What you have to do: Write out every one of the entries below word for word, changing nothing.
== == ==
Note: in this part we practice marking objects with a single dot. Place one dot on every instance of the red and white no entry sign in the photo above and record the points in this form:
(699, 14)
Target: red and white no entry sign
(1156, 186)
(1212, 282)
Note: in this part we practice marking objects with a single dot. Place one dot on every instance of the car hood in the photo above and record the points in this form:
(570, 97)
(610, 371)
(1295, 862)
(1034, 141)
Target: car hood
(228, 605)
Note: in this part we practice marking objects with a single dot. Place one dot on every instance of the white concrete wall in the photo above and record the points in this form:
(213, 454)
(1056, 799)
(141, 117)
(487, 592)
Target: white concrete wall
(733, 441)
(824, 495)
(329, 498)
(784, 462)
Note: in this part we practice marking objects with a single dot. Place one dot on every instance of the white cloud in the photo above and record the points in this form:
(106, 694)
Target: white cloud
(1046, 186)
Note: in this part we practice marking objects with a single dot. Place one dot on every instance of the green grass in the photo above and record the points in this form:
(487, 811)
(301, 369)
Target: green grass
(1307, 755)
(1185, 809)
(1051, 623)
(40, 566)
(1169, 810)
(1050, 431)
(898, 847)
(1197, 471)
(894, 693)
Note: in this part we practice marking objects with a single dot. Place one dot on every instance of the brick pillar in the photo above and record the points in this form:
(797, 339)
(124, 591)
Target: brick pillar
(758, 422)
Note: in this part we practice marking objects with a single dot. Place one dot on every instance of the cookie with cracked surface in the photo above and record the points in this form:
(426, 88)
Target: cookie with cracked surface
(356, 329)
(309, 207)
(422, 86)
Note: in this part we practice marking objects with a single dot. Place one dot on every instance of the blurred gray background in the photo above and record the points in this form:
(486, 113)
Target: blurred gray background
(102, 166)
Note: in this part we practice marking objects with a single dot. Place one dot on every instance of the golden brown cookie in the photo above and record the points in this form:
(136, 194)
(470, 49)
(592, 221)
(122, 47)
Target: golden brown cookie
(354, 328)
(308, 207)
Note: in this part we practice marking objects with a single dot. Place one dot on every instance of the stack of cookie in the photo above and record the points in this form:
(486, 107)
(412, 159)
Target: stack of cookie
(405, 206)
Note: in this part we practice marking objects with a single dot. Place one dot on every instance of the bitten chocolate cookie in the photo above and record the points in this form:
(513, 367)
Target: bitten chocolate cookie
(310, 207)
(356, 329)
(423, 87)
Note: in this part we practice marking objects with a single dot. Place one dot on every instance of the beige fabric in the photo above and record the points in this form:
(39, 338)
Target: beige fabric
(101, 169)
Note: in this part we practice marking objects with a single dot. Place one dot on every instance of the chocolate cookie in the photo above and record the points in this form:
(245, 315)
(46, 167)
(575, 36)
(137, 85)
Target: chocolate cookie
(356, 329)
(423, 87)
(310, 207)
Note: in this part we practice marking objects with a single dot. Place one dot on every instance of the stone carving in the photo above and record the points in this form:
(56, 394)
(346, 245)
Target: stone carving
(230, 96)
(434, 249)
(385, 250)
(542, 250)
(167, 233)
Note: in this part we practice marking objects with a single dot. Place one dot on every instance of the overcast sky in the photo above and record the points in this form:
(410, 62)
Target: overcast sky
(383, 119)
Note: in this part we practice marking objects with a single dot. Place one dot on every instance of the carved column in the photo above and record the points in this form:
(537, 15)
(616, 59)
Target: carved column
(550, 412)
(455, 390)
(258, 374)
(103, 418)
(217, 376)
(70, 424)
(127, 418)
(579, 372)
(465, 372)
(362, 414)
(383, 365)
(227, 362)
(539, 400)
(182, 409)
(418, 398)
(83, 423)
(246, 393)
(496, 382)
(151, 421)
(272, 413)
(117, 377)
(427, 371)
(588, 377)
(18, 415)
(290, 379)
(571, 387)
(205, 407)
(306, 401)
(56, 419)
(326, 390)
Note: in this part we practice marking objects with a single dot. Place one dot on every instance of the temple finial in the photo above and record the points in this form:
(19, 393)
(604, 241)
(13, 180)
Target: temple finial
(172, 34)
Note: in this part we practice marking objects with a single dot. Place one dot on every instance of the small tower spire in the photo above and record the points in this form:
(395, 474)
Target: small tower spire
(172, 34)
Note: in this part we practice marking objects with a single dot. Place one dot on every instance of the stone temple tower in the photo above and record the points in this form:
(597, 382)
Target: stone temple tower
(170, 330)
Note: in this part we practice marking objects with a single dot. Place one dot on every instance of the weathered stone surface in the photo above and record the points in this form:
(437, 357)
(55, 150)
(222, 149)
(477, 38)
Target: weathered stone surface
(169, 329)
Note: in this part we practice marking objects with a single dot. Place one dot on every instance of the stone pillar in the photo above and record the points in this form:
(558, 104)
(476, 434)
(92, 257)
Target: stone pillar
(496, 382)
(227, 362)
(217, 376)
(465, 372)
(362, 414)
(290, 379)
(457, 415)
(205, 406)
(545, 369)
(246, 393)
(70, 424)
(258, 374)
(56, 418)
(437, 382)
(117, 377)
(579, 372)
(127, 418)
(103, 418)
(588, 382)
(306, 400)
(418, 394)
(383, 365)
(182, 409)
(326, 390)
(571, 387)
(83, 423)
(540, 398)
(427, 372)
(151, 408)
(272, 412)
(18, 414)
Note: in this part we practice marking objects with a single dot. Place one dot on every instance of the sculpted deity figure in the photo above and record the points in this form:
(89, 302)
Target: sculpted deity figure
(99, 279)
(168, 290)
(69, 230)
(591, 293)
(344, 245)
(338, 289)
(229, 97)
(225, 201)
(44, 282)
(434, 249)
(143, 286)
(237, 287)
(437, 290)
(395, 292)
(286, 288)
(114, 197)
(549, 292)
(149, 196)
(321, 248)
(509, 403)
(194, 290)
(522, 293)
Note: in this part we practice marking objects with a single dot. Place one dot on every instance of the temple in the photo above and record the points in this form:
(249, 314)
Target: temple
== == ==
Exercise solution:
Note: in this part we practice marking objects with a single dot. Place one dot on every instance of the red and white no entry sign in the photo above and record the points in this form:
(699, 14)
Target: red and white no entry sign
(1156, 186)
(1212, 282)
Note: in this part we practice marking objects with a single dot. Place one dot on every instance of the car hood in the photo above and record the points in this form:
(570, 97)
(610, 371)
(1295, 862)
(1034, 141)
Target: car hood
(228, 605)
Note: in this part we practice marking objects with a single dot. Place one dot on every instance of the white concrete wall in the photo above and record the points in this form:
(213, 454)
(1056, 799)
(141, 117)
(487, 592)
Target: white concrete wall
(733, 441)
(824, 495)
(329, 498)
(784, 462)
Note: in this part we practice marking objects with a single dot. Place one dot on every instance of the white cloud in the photo above and record the points in this form:
(106, 694)
Target: white cloud
(1046, 186)
Note: in this part we practice marking objects with a single dot. Place one dot on every instance of the green grass in the photo above and record the points in this form:
(487, 811)
(301, 369)
Target: green grass
(1307, 755)
(1185, 809)
(1051, 623)
(40, 566)
(1169, 810)
(1050, 431)
(898, 847)
(1197, 471)
(894, 693)
Note: in this part we practice marking objects with a single dot. Place one dot on every instance of the brick pillar in the photo above and record the points in this form:
(797, 339)
(124, 591)
Target: brick pillar
(758, 422)
Note: in this part we practice marking objects with a single dot. Place one dot on every instance of the cookie with cracked surface in the photo above and record the points in this form:
(426, 88)
Target: cookie with cracked surface
(356, 329)
(309, 207)
(422, 86)
Note: in this part we practice marking objects with a single dot. Place one dot on every instance of the blurred gray background in the photo above and record the points in this form:
(486, 113)
Target: blurred gray background
(102, 166)
Note: in this part we practice marking objects with a single dot. Place one dot on every instance of the golden brown cookie in the photo above and record the points in this form:
(136, 194)
(470, 49)
(592, 221)
(122, 47)
Target: golden brown cookie
(354, 328)
(308, 207)
Note: in this part we practice marking objects with a single dot. Place one dot on every instance of the stack of cookie in the photo above and record the points in this form:
(486, 107)
(412, 159)
Target: stack of cookie
(405, 206)
Note: in this part we practice marking objects with a single dot. Place one dot on every instance of the bitten chocolate cookie in the photo above and record the points in this form:
(513, 367)
Target: bitten chocolate cookie
(310, 207)
(356, 329)
(423, 87)
Note: in this part we practice marking objects with a single dot. Place one dot on every instance of the beige fabric in the photo above and record the points in this form:
(39, 338)
Target: beige fabric
(101, 169)
Note: in this part we practice marking objects with a single dot. Place one dot on every instance of the chocolate cookie in the photo above and record the points in this form:
(245, 315)
(46, 167)
(575, 36)
(137, 85)
Target: chocolate cookie
(356, 329)
(423, 87)
(310, 207)
Note: in this part we practice marking objects with a single dot. Place one dot on every instance of the stone carving in the photo above and record the points in this form:
(56, 394)
(346, 245)
Target: stone carving
(230, 96)
(434, 249)
(385, 250)
(542, 250)
(167, 233)
Note: in this part we practice marking objects with a single dot. Place one dot on every instance of the overcast sky in the photo above and record the points in this form:
(410, 62)
Target: overcast sky
(383, 119)
Note: in this part we practice marking objects with a single dot. Place one dot on every instance of the carved column in the photo above and record the points in this form:
(537, 15)
(616, 59)
Target: carved column
(550, 412)
(455, 390)
(258, 374)
(103, 418)
(217, 376)
(70, 424)
(127, 418)
(579, 372)
(465, 372)
(362, 414)
(383, 365)
(227, 362)
(539, 400)
(182, 409)
(418, 398)
(83, 423)
(246, 393)
(496, 382)
(151, 421)
(272, 413)
(117, 377)
(427, 371)
(588, 377)
(18, 415)
(290, 379)
(571, 387)
(205, 407)
(306, 401)
(56, 419)
(326, 390)
Note: in this part we practice marking objects with a single dot. Place one dot on every instance of the temple finial in the photo above and record the points in this form:
(19, 393)
(604, 241)
(13, 180)
Target: temple finial
(172, 34)
Note: in this part we practice marking objects with a single dot. Place one dot on every instance of the small tower spire in the photo above and record the points in this form:
(395, 474)
Target: small tower spire
(172, 34)
Note: in this part we practice marking objects with a single dot. Place one dot on every instance of the stone temple tower in the photo above and record the points in this form:
(597, 382)
Target: stone temple tower
(170, 330)
Note: in this part we practice marking objects with a single dot. Place one dot on every instance of the weathered stone surface in the photo above and record the points in this form:
(437, 357)
(55, 150)
(222, 149)
(477, 38)
Target: weathered stone surface
(169, 329)
Note: in this part we practice marking objects with a single dot. Place one dot on every instance of the stone pillar in the photo above and record the points in this form:
(558, 104)
(476, 434)
(92, 257)
Target: stone pillar
(496, 382)
(227, 362)
(217, 376)
(465, 372)
(362, 414)
(290, 379)
(457, 415)
(205, 406)
(545, 369)
(246, 393)
(70, 424)
(258, 374)
(56, 418)
(437, 382)
(117, 377)
(579, 372)
(127, 418)
(103, 418)
(588, 382)
(306, 400)
(418, 394)
(383, 365)
(182, 409)
(326, 390)
(571, 387)
(83, 423)
(540, 398)
(427, 372)
(151, 408)
(272, 412)
(18, 414)
Note: in this part we practice marking objects with a single dot. Place one dot on every instance of the sculpted deity figure in the photo above and record the points in this form:
(89, 302)
Target: sculpted deity figure
(99, 279)
(168, 290)
(69, 230)
(591, 293)
(344, 245)
(338, 289)
(229, 97)
(225, 201)
(44, 282)
(434, 249)
(143, 286)
(237, 287)
(437, 290)
(395, 292)
(286, 288)
(114, 197)
(549, 292)
(149, 196)
(321, 248)
(509, 403)
(194, 290)
(522, 293)
Note: in this part we practice marking objects with a single dot. Place one dot on every instance of the temple in the photo above and record the points in this form:
(249, 314)
Target: temple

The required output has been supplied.